*INSTRUCTIONS*
• a. Answer these from the passage on the Cape Town property market:
(i) What is the value of the foreshore freeway precinct plan proposed by Mitchell du Plessis Associates?
(ii) How many storeys will 16 on Bree have?
(iii) Which suburb ranks first in the Seeff study, and at what price?
• b. Continue the passage on the Cape Town property market, starting after its last sentence.

BEGIN PROVIDED PASSAGE

The Cape Town property market has been abuzz since the election of President Cyril Ramaphosa, Budget Speech and cabinet shuffle – all factors which are “expected to go a long way towards reaffirming investor confidence in real estate”, according to Dr. Andrew Golding, chief executive of the Pam Golding Property group.
As testament to that, in the last few months alone, we have seen the controversial announcement of Cape Town’s multibillion-rand foreshore freeway precinct development with bidder Mitchell du Plessis Associates (MDA) proposing an R8.3-billion plan to create 3,200 “market-related residential units.” Cape Town’s coolest restaurant thoroughfare, Bree Street, will see the 36-storey retail and residential block, 16 on Bree, with a July 2020 launch date for the city’s tallest residential tower. Even Hout Bay has seen Sol Kerzner announcing his Leeukoppie estate, designed by an array of architects, with prices ranging from R20.5 million for a 374 sqm house on a 1060sqm property, to R30.5 million for a 738sqm home on a 1487 sqm property. It is evident an appetite for bold development remains.
Cape Town has always been the most prominent jewel in South Africa’s property chest. 9 out of 10 richest SA suburbs are in Cape Town, with the average price topping R15m. These were the findings of a study done by Seeff, based on data from Lightstone and Propstats for the period 2011/2 to 2016/7. The top 10 rank as Clifton (R23m), Llandudno (R17m), Bantry Bay (R16,9m), Sandhurst (R16,5m), Camps Bay (R16,2m), Fresnaye (R16m), Waterfront (R16m), Higgovale (R16m), Bishopscourt (R15,1m) and Constantia Upper (R11,6m).

END PROVIDED PASSAGE
BEGIN EXTRACTED RECORDS

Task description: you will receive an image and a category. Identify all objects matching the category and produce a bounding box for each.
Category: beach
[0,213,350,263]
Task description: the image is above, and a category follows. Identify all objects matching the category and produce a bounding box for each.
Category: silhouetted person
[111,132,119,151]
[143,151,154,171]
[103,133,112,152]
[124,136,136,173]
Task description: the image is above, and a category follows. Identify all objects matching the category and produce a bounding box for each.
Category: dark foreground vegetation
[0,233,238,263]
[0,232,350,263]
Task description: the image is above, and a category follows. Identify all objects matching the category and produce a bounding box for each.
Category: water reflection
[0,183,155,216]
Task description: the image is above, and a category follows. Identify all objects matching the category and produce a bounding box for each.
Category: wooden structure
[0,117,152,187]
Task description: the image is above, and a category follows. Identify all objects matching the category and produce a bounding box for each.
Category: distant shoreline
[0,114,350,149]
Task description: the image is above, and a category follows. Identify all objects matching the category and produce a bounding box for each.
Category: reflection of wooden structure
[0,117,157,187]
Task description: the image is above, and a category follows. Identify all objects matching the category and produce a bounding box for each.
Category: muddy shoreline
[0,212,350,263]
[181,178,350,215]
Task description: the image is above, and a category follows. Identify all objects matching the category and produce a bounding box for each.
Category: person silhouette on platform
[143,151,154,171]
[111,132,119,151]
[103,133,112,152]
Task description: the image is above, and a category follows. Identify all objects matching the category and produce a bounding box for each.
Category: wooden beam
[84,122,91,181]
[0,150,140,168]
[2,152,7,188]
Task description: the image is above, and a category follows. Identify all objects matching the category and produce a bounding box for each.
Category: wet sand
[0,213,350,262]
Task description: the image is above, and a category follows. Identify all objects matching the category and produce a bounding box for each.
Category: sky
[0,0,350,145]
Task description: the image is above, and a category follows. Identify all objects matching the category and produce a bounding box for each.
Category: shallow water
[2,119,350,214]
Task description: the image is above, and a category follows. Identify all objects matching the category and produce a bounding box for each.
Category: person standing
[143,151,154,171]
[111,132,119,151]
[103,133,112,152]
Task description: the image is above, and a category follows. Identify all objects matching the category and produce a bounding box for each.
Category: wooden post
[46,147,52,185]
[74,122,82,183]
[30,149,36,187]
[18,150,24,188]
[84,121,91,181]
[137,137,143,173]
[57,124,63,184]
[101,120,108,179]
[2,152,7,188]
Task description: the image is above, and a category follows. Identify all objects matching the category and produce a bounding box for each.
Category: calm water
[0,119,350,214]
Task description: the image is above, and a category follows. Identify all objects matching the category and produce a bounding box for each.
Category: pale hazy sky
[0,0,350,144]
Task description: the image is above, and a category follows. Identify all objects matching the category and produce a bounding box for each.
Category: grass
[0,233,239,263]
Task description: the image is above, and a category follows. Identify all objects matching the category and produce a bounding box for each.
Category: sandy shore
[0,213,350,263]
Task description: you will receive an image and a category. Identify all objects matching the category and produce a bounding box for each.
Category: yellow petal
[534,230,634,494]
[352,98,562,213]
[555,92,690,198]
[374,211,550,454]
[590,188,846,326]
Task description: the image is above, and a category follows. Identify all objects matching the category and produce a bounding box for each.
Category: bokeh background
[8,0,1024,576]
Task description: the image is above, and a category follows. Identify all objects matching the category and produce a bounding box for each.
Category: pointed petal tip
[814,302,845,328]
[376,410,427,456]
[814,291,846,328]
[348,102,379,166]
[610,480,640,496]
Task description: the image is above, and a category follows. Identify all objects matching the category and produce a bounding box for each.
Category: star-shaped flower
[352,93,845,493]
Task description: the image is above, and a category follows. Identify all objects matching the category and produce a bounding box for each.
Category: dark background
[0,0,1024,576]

END EXTRACTED RECORDS

*ANSWERS FOR THE EXERCISE*
• a.
(i) R8.3 billion
(ii) 36 storeys
(iii) Clifton, at R23m

• b.
In this evolving roller-coaster environment and economy, the last decade has seen coastal explosion moving slowly inwards to inner city regeneration, and then creeping back outwards to the city’s edge – Woodstock and Mowbray being the most recent trending spots for value-hungry investors and new home buyers.
One area that is stealthily making a play is the stretch from the city out to The West Coast with new developments springing forth from the Northern Suburbs and inching closer to the city, with Parklands and Century City already booming. Bettering many recent Woodstock and Mowbray developments on price, but offering a rare piece of ocean fronted real estate, The Edge Development at Lagoon Beach, has carved a niche for Northern Suburbians and West Coasters who need to get closer to the city and reduce traffic time while maintaining a more spacious lifestyle, or Woodstock or city dwellers who want a lower per square metre rate and more “legroom” and some sea air.
On the edge of the city (9kms), and edge of the sea, it offers investors or homeowners a double-edged proposition, but happens to drop in at a good value starting price at 1.35m. The brains trust behind it, Combined Developers, are leaders in the area, while sales agents Willbridge Property Company have just completed a 47-unit sell-out of Robert Silke’s new Tuynhuys development on Keerom Street.
“While growth may not be as rampant as previous years, the prices remain strong, and has also created the start of a new migration out of the city to the suburbs, seeking new nodes of excellent value,” explains Viv Delbridge, Sales Director at Willbridge. The Edge’s proposition pierces the conundrum for informed buyers as the city centre prices have continued to soar.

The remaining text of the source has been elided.